Recorded data:
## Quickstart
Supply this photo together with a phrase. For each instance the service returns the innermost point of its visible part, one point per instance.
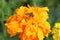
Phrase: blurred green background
(8, 7)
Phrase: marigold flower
(56, 31)
(30, 22)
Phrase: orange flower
(30, 22)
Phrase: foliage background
(8, 7)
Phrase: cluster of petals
(30, 22)
(56, 31)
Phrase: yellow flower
(56, 31)
(30, 22)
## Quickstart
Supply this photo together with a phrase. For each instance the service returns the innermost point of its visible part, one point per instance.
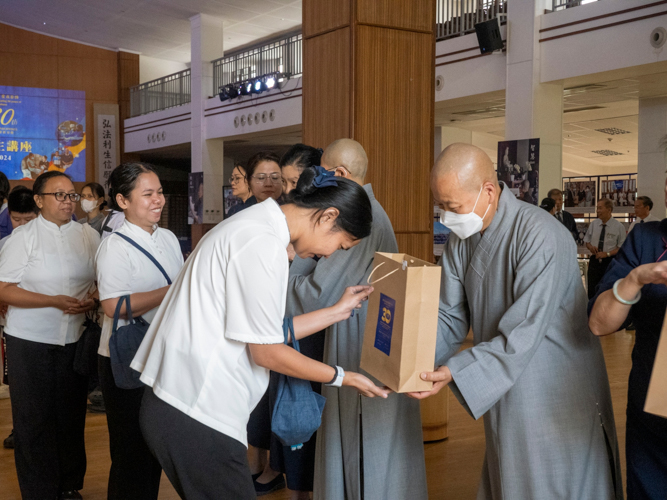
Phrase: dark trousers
(135, 473)
(49, 414)
(596, 270)
(201, 463)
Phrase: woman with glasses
(47, 274)
(633, 291)
(93, 203)
(240, 188)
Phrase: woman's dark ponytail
(319, 190)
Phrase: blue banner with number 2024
(385, 324)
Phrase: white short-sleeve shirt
(231, 292)
(44, 258)
(123, 270)
(614, 234)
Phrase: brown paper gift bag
(402, 321)
(656, 398)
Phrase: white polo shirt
(231, 292)
(123, 270)
(44, 258)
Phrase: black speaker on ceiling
(488, 36)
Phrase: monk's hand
(353, 298)
(364, 385)
(440, 378)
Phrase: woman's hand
(364, 385)
(353, 298)
(649, 274)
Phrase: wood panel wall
(369, 74)
(29, 59)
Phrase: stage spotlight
(232, 91)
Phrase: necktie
(601, 242)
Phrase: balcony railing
(282, 56)
(458, 17)
(568, 4)
(163, 93)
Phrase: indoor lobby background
(405, 79)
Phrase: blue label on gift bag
(385, 324)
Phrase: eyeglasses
(63, 196)
(274, 178)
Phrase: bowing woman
(633, 291)
(218, 332)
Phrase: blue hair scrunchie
(324, 178)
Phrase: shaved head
(346, 153)
(471, 166)
(463, 180)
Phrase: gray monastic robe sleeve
(453, 314)
(485, 372)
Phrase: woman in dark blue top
(633, 290)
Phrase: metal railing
(458, 17)
(568, 4)
(163, 93)
(281, 56)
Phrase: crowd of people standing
(300, 247)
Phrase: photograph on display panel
(519, 167)
(621, 192)
(580, 194)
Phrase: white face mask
(88, 205)
(464, 225)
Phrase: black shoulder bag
(125, 341)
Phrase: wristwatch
(337, 381)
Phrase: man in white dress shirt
(643, 207)
(603, 239)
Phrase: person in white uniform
(122, 269)
(47, 275)
(208, 352)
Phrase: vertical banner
(196, 198)
(519, 168)
(42, 130)
(107, 141)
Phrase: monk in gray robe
(365, 448)
(535, 373)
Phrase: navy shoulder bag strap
(147, 254)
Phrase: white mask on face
(464, 225)
(88, 205)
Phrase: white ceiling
(155, 28)
(592, 112)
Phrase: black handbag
(125, 341)
(85, 358)
(297, 413)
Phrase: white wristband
(623, 301)
(338, 381)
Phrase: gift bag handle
(379, 279)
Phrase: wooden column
(128, 76)
(369, 74)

Exercise instructions: Extract the closing run of lines, starting with the one containing "Phrase: woman with glasses" and ending at the last, exactly as written.

Correct response:
Phrase: woman with glasses
(47, 274)
(633, 291)
(93, 203)
(240, 188)
Phrase: woman's dark ponytail
(319, 190)
Phrase: blue banner with number 2024
(385, 324)
Phrase: white short-sleeve shirt
(231, 292)
(44, 258)
(123, 270)
(614, 234)
Phrase: brown paper gift bag
(402, 321)
(656, 398)
Phrase: white polo shirt
(231, 292)
(123, 270)
(44, 258)
Phrase: black speaker on ceiling
(488, 36)
Phrase: monk's hand
(353, 298)
(364, 385)
(440, 378)
Phrase: woman's hand
(364, 385)
(353, 298)
(649, 274)
Phrase: wood panel wall
(369, 74)
(29, 59)
Phrase: stage spotlight
(232, 91)
Phrase: necktie
(601, 242)
Phrase: balcony railing
(282, 56)
(458, 17)
(568, 4)
(163, 93)
Phrase: indoor lobby background
(405, 79)
Phrase: blue label on gift bag
(385, 324)
Phrase: eyeglasses
(63, 196)
(274, 178)
Phrase: bowing woman
(633, 291)
(218, 332)
Phrase: blue hair scrunchie
(324, 178)
Phrase: shaved head
(346, 153)
(471, 166)
(463, 180)
Phrase: gray monastic robe sleeve
(453, 314)
(485, 372)
Phrase: woman in dark blue top
(633, 290)
Phrase: metal railing
(458, 17)
(568, 4)
(163, 93)
(281, 56)
Phrase: crowd of people standing
(300, 247)
Phrase: photograph on display panel
(519, 167)
(621, 192)
(580, 194)
Phrase: white face mask
(88, 205)
(464, 225)
Phrase: black shoulder bag
(125, 341)
Phrase: wristwatch
(337, 381)
Phrase: man in white dress shirt
(643, 207)
(603, 239)
Phrase: person in white uniform
(122, 269)
(47, 275)
(208, 352)
Phrase: vertical banner
(196, 198)
(519, 168)
(42, 130)
(107, 141)
Phrase: monk in gray robe
(365, 448)
(535, 373)
Phrase: navy shoulder bag strap
(147, 254)
Phrase: white mask on face
(464, 225)
(88, 205)
Phrase: white ceiling
(155, 28)
(592, 112)
Phrase: black handbag
(125, 341)
(85, 358)
(297, 413)
Phrase: white wristband
(623, 301)
(338, 381)
Phrase: gift bag handle
(379, 279)
Phrase: wooden column
(128, 76)
(369, 74)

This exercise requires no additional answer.